Begin Dataset content
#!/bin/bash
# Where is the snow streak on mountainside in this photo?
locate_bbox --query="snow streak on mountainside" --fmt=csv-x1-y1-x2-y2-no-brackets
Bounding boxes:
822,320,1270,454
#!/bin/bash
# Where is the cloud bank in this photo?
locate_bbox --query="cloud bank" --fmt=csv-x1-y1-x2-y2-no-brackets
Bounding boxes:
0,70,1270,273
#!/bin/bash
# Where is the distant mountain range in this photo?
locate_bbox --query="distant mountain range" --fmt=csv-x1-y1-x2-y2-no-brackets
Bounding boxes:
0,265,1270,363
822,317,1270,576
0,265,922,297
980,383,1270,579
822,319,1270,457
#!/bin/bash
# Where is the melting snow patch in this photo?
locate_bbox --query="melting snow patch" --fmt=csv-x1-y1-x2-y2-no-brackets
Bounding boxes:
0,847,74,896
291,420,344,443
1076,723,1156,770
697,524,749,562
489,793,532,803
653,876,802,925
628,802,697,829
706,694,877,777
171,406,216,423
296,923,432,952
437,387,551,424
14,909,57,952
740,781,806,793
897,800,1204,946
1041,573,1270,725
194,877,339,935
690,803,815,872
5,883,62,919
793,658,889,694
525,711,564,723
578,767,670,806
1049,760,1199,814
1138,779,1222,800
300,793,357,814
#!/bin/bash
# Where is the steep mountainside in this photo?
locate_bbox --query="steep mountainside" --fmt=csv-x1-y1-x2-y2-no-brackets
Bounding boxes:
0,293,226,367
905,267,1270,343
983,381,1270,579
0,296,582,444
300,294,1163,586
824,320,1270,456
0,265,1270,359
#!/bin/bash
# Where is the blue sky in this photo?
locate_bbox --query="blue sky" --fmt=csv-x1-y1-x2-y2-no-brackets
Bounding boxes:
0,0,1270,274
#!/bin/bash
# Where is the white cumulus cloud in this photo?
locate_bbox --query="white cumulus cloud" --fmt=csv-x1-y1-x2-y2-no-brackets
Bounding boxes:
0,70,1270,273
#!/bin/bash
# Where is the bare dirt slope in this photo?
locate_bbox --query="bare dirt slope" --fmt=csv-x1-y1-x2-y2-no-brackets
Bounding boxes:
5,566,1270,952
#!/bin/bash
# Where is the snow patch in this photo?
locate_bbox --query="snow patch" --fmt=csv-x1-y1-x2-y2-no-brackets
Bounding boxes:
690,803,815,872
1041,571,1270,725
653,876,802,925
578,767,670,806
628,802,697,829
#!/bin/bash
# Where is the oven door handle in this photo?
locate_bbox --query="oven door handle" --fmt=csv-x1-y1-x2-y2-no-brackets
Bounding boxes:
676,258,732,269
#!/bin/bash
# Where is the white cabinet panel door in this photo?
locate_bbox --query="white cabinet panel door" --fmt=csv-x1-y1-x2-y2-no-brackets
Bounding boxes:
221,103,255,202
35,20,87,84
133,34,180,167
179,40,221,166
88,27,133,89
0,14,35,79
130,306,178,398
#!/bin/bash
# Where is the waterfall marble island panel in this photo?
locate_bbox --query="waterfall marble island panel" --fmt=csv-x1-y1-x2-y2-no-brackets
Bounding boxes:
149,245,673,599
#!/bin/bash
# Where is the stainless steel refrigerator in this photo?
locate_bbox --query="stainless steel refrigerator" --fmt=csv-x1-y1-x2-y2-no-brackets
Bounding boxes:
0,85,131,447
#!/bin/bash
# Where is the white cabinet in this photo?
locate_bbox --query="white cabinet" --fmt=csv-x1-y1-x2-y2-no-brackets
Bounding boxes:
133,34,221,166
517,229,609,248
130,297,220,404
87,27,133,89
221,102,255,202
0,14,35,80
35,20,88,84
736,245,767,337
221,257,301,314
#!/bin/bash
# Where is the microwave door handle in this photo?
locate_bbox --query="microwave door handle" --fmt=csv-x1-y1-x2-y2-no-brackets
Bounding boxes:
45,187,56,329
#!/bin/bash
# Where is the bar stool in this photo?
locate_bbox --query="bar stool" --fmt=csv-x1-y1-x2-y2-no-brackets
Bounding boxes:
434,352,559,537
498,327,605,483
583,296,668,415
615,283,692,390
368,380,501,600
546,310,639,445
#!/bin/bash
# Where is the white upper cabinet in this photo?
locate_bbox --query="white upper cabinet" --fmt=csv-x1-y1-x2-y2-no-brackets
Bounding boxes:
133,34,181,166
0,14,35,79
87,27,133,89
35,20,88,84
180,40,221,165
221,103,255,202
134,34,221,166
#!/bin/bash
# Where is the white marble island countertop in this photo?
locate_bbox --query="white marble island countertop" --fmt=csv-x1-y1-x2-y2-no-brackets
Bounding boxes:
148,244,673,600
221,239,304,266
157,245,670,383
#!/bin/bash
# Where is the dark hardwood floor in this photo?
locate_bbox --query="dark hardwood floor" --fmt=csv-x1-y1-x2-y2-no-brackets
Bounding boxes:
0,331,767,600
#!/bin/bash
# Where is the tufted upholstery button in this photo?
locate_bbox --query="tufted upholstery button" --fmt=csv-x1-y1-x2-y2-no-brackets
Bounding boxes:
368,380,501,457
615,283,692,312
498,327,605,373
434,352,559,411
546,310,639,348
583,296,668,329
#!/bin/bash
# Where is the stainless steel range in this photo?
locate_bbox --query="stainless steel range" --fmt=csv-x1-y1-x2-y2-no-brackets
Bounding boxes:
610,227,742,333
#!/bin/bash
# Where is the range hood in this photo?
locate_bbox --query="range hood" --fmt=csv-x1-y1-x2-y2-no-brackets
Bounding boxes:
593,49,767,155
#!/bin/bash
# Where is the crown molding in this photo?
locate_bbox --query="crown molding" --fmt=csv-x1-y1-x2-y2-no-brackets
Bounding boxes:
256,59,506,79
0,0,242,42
End Dataset content
▶ **What you should do**: Please pull out each line of the entries above that contains the word "mountainside", and copy those lines unchanged.

▶ **Output of the task**:
# Where is the snow streak on mountainside in this photo?
locate_bbox --query="snow streak on mountainside" --fmt=csv-x1-y1-x2-y2-no-brackets
# Where is the steep mountainside in this photo?
locate_bbox --query="steep mountainside" --fmt=csv-x1-y1-x2-y2-no-brackets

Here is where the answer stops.